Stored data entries
------------------------------------

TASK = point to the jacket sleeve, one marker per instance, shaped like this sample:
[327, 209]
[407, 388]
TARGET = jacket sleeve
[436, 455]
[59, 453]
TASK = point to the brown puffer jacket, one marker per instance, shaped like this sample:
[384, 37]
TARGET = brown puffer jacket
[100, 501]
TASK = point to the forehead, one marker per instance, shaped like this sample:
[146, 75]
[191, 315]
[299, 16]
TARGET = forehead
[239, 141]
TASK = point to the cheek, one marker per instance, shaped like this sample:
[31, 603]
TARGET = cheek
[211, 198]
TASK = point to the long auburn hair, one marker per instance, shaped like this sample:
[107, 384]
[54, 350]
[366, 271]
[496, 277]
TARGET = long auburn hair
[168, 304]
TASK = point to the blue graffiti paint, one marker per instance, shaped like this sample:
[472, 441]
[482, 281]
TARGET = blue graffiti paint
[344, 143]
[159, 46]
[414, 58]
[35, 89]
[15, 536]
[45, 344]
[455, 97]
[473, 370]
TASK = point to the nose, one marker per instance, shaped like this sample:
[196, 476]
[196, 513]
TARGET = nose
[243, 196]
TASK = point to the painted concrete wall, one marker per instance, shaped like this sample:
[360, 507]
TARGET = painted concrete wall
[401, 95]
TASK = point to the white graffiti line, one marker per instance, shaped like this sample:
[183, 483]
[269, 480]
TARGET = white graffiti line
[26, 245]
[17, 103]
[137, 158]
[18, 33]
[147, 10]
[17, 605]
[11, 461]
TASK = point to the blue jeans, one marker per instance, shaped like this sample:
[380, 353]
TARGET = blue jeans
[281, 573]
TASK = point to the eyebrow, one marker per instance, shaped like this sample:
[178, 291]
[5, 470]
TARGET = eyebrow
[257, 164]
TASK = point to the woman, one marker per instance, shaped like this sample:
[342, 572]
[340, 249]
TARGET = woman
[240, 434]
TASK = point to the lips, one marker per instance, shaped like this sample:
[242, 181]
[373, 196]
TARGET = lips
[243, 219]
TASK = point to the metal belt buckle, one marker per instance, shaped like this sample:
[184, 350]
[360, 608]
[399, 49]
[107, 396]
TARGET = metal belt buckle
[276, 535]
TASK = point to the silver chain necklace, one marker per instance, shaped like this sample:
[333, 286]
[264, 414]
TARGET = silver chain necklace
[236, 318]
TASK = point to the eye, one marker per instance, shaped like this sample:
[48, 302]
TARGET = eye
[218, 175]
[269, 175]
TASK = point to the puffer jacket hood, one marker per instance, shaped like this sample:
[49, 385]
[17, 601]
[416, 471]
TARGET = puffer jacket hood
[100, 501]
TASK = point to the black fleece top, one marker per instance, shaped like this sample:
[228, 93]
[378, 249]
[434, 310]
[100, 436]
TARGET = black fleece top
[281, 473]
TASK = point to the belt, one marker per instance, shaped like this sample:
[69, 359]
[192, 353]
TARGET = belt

------------------------------------

Your reply should contain every entry, repeated exactly.

--- Response area ---
TASK = point to the jacket sleeve, one marker per instance, shaped like this sample:
[327, 209]
[407, 388]
TARGET = jacket sleeve
[436, 455]
[59, 453]
TASK = point to the brown puffer jacket, one marker per instance, shaped like this sample:
[384, 37]
TARGET = brown puffer jacket
[100, 501]
TASK = point to the forehead, one marker per instance, shaped like this sample:
[146, 75]
[191, 315]
[299, 16]
TARGET = forehead
[239, 141]
TASK = point to the cheek, one marker per instance, shaped like this sample:
[31, 603]
TARGET = cheek
[211, 198]
TASK = point to the long auburn hair, one marker per instance, shaped like this sample:
[107, 384]
[54, 350]
[366, 271]
[496, 277]
TARGET = long auburn hair
[168, 304]
TASK = point to the blue graffiti paint, one marker per instance, shaped like this sample:
[472, 441]
[482, 281]
TARGET = blue graffiti paint
[344, 143]
[159, 46]
[414, 58]
[35, 89]
[15, 536]
[45, 344]
[455, 97]
[473, 370]
TASK = point to the nose, one marker per instance, shaped like this sample:
[196, 476]
[196, 513]
TARGET = nose
[243, 196]
TASK = point to the painted concrete wall, one marker per instance, shaped like this sample:
[360, 507]
TARGET = painted concrete wall
[401, 95]
TASK = point to the white graffiti line, one marker per instance, shaped like this sample:
[183, 483]
[269, 480]
TARGET = white graffiti line
[26, 245]
[17, 103]
[137, 158]
[18, 33]
[147, 10]
[17, 605]
[11, 461]
TASK = point to the blue jeans, one marker per instance, shaped like this sample:
[380, 353]
TARGET = blue jeans
[281, 573]
TASK = point to the eyebrow, one marker per instance, shaped like this sample:
[178, 291]
[5, 470]
TARGET = eyebrow
[257, 164]
TASK = point to the woman, one marker per instance, shaped like this sample:
[342, 572]
[340, 249]
TARGET = woman
[240, 434]
TASK = point to the lips, one marker per instance, shaped like this sample:
[242, 181]
[373, 196]
TARGET = lips
[243, 219]
TASK = point to the metal belt buckle, one marker per instance, shaped like this sample:
[184, 350]
[360, 608]
[399, 49]
[107, 396]
TARGET = metal belt buckle
[276, 535]
TASK = point to the silver chain necklace, one marker per instance, shaped like this sample:
[333, 286]
[264, 414]
TARGET = silver chain necklace
[236, 318]
TASK = point to the eye, one marker per instance, shaped like this sample:
[48, 302]
TARGET = eye
[218, 175]
[269, 175]
TASK = point to the puffer jacket hood, one marker per instance, shaped like this sample:
[49, 385]
[17, 601]
[416, 471]
TARGET = puffer jacket hood
[100, 501]
TASK = point to the black fleece top, one marker per instance, shaped like this sample:
[228, 93]
[378, 249]
[434, 310]
[100, 436]
TARGET = black fleece top
[281, 473]
TASK = point to the belt, one marker per instance, shaped like this sample:
[69, 359]
[192, 353]
TARGET = belt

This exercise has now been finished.